------ EXTRACTED TEXT ------

Terms to Know for Repayment
The grace period is the time you have after graduating and before payments on your loan are due. Federal student loans, both subsidized and unsubsidized, have a grace period of six months, while most private loans don't offer a grace period. Interest won't stop accumulating during this time unless it's a subsidized student loan. The grace period offers a chance for the borrower to find work after school as well as an opportunity to relax after they graduate. Take the time to prepare a payment plan, set up a job, and figure out life after graduation. It's an excellent opportunity to start pre-paying!
Lender vs. Loan Servicer
The institution you borrow money from is your lender. In the case of most federal student loans, the Department of Education is the lender, but they hand over the maintenance of the loan to a servicer. The loan servicer is the company that will handle your loan, maintain monthly payments, and offer support when it comes to making sure you have a comfortable payment plan. The lender provides the money, and the servicer works with you to repay the lender. The servicer is who you go to when you need to track down payments or adjust your repayment plan or when you are having trouble with payments.
For federal student loans, your servicer might be one of the following: CornerStone. PHEAA(FedLoan/AES), Granite State, Great Lakes, HESC/EdFinancial, MOHELA, Navient, Nelnet, or OSLA Servicing.
For private student loans, the lender may be a bank, credit union, or any other private company. It's important to know that in some cases, your lender can sell your loan to another lender. There are a few reasons why a lender may do this. It may simply be that they need or want to provide services for more people and need to make some room. Check out this link if your lender does sell your loan to another lender.
The repayment term is the length of time you have to pay off your loan. Federal student loan borrowers are automatically placed into a standard repayment plan that gives them 10 years to pay back the loan in its entirety. Most federal loan borrowers have options in repayment plans and can contact their servicer to find out more.

------

* _DIRECTIVE A_: Arrange the records from the line with "Habitat-count request: mark the kitchen" to the end of the records as a Markdown table with the columns Row and Line. Give each line a row number and skip any blank lines.

------ EXERCISE INPUTS ------

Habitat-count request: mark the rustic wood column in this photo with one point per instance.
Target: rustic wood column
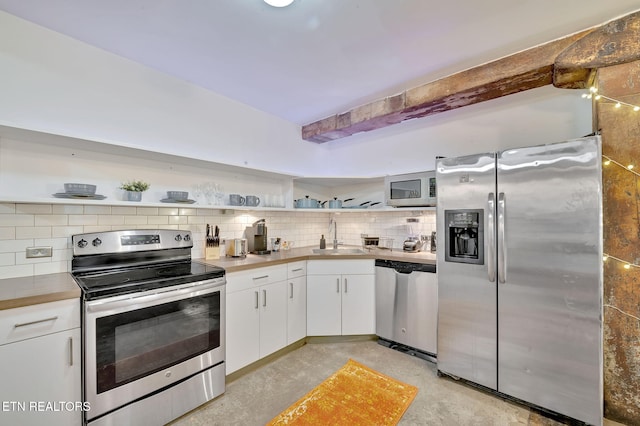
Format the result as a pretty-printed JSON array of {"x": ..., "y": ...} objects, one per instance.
[{"x": 621, "y": 142}]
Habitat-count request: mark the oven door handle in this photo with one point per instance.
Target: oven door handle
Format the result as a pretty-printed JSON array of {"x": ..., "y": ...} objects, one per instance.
[{"x": 150, "y": 298}]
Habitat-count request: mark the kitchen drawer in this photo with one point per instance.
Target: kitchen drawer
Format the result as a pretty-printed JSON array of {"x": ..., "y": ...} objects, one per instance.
[
  {"x": 242, "y": 280},
  {"x": 297, "y": 269},
  {"x": 328, "y": 267},
  {"x": 38, "y": 320}
]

------

* _DIRECTIVE B_: In the student loan text, copy word for word the passage from "Terms to Know" to "to start pre-paying!".

* _FINISHED ANSWER A_:
| Row | Line |
|---|---|
| 1 | Habitat-count request: mark the kitchen drawer in this photo with one point per instance. |
| 2 | Target: kitchen drawer |
| 3 | Format the result as a pretty-printed JSON array of {"x": ..., "y": ...} objects, one per instance. |
| 4 | [ |
| 5 |   {"x": 242, "y": 280}, |
| 6 |   {"x": 297, "y": 269}, |
| 7 |   {"x": 328, "y": 267}, |
| 8 |   {"x": 38, "y": 320} |
| 9 | ] |

* _FINISHED ANSWER B_:
Terms to Know for Repayment
The grace period is the time you have after graduating and before payments on your loan are due. Federal student loans, both subsidized and unsubsidized, have a grace period of six months, while most private loans don't offer a grace period. Interest won't stop accumulating during this time unless it's a subsidized student loan. The grace period offers a chance for the borrower to find work after school as well as an opportunity to relax after they graduate. Take the time to prepare a payment plan, set up a job, and figure out life after graduation. It's an excellent opportunity to start pre-paying!